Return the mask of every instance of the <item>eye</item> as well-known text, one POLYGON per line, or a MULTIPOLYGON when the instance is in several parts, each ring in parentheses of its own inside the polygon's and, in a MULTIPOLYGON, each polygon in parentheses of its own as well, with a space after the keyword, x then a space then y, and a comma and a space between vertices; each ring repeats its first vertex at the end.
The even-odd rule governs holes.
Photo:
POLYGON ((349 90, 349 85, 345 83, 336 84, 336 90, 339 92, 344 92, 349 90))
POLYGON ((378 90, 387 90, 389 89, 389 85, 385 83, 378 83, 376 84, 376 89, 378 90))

Given task - Print the material above again, line for line, without changing anything.

Answer to the task -
Return the mask of every instance of the <item>eye</item> as well-known text, one POLYGON per line, or a MULTIPOLYGON when the instance is in several parts, each ring in parentheses of its own inside the polygon's and, in a MULTIPOLYGON, each polygon in parentheses of its own as well, with a space after the keyword, x then a space then y, and a comma and a space between vertices; each ring repeats its first vertex at the end.
The even-odd rule governs holes.
Photo:
POLYGON ((349 90, 349 85, 345 83, 336 84, 336 90, 339 92, 344 92, 349 90))
POLYGON ((378 90, 387 90, 389 89, 389 85, 385 83, 378 83, 376 84, 376 89, 378 90))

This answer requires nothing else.